Excerpt from a dataset:
------
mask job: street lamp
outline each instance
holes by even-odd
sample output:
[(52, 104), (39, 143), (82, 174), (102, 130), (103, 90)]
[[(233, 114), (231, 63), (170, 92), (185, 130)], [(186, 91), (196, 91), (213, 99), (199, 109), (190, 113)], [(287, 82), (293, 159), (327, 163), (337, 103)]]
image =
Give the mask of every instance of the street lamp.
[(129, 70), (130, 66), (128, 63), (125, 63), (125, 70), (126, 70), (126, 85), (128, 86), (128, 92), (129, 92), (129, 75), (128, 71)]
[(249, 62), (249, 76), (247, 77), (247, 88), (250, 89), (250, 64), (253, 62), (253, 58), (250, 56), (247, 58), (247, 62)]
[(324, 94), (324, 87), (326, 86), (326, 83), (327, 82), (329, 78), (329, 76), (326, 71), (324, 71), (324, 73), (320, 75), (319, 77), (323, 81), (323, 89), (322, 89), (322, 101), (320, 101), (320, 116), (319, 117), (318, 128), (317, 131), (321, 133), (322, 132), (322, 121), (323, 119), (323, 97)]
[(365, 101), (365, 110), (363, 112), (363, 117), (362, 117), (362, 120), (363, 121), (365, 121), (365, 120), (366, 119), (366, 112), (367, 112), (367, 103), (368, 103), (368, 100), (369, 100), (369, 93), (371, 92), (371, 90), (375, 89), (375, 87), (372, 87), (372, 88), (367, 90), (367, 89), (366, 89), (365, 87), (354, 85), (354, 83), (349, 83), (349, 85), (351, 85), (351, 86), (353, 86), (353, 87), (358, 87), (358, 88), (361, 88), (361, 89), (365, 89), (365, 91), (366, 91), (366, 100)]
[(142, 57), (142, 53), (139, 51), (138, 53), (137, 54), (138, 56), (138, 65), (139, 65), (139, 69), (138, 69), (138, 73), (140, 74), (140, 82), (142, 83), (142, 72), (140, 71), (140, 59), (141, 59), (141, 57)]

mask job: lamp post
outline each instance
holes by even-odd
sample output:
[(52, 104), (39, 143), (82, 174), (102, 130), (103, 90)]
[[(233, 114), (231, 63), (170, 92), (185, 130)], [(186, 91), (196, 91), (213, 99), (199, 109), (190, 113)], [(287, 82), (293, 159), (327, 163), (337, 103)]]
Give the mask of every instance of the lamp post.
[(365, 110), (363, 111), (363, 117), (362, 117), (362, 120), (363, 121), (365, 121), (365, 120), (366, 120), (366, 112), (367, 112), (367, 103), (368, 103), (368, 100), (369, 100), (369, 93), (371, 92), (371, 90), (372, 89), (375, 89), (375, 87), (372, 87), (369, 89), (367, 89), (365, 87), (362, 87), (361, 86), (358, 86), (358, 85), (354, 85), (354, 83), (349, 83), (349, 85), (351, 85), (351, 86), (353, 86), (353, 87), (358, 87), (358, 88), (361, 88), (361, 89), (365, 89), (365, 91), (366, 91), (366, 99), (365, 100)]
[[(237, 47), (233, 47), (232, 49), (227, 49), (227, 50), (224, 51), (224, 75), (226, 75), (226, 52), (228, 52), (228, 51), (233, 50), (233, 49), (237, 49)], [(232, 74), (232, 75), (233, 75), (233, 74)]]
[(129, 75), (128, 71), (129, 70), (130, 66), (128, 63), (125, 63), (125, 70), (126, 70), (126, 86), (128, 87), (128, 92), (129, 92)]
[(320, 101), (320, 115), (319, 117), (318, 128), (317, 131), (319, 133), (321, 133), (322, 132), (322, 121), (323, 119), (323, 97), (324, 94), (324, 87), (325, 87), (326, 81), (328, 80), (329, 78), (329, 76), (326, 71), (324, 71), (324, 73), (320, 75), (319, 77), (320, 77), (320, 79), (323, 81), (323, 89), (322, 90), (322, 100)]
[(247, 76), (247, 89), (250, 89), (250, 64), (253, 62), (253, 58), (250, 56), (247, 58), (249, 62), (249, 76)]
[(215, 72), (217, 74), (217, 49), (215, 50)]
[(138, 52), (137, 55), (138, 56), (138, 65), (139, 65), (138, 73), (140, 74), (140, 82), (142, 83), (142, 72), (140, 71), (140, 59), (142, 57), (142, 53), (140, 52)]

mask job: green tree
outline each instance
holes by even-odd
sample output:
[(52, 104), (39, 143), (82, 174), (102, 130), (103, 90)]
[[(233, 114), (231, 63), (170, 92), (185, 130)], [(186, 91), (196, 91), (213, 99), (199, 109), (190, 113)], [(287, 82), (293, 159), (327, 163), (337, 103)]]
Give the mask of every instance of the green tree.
------
What this task involves: Quote the lines between the line containing "mask job: lamp post" and the line containing "75), (233, 74)]]", inclusive.

Output:
mask job: lamp post
outline each instance
holes by even-odd
sample output:
[(52, 104), (39, 143), (82, 174), (102, 130), (103, 90)]
[[(233, 114), (231, 63), (170, 92), (185, 130)], [(186, 91), (196, 91), (213, 99), (199, 109), (190, 113)], [(287, 82), (293, 159), (327, 163), (337, 103)]]
Give the mask of every instance of the lamp post.
[(365, 110), (363, 111), (363, 117), (362, 117), (362, 120), (363, 121), (365, 121), (365, 120), (366, 120), (366, 112), (367, 112), (367, 103), (368, 103), (368, 100), (369, 100), (369, 93), (371, 92), (371, 90), (372, 89), (375, 89), (375, 87), (372, 87), (369, 89), (367, 89), (365, 87), (362, 87), (361, 86), (358, 86), (358, 85), (354, 85), (354, 83), (349, 83), (349, 85), (351, 85), (351, 86), (353, 86), (353, 87), (358, 87), (358, 88), (361, 88), (361, 89), (365, 89), (365, 91), (366, 91), (366, 99), (365, 100)]
[[(237, 47), (233, 47), (232, 49), (227, 49), (227, 50), (224, 51), (224, 75), (226, 75), (226, 52), (228, 52), (228, 51), (233, 50), (233, 49), (237, 49)], [(232, 74), (232, 75), (233, 75), (233, 74)]]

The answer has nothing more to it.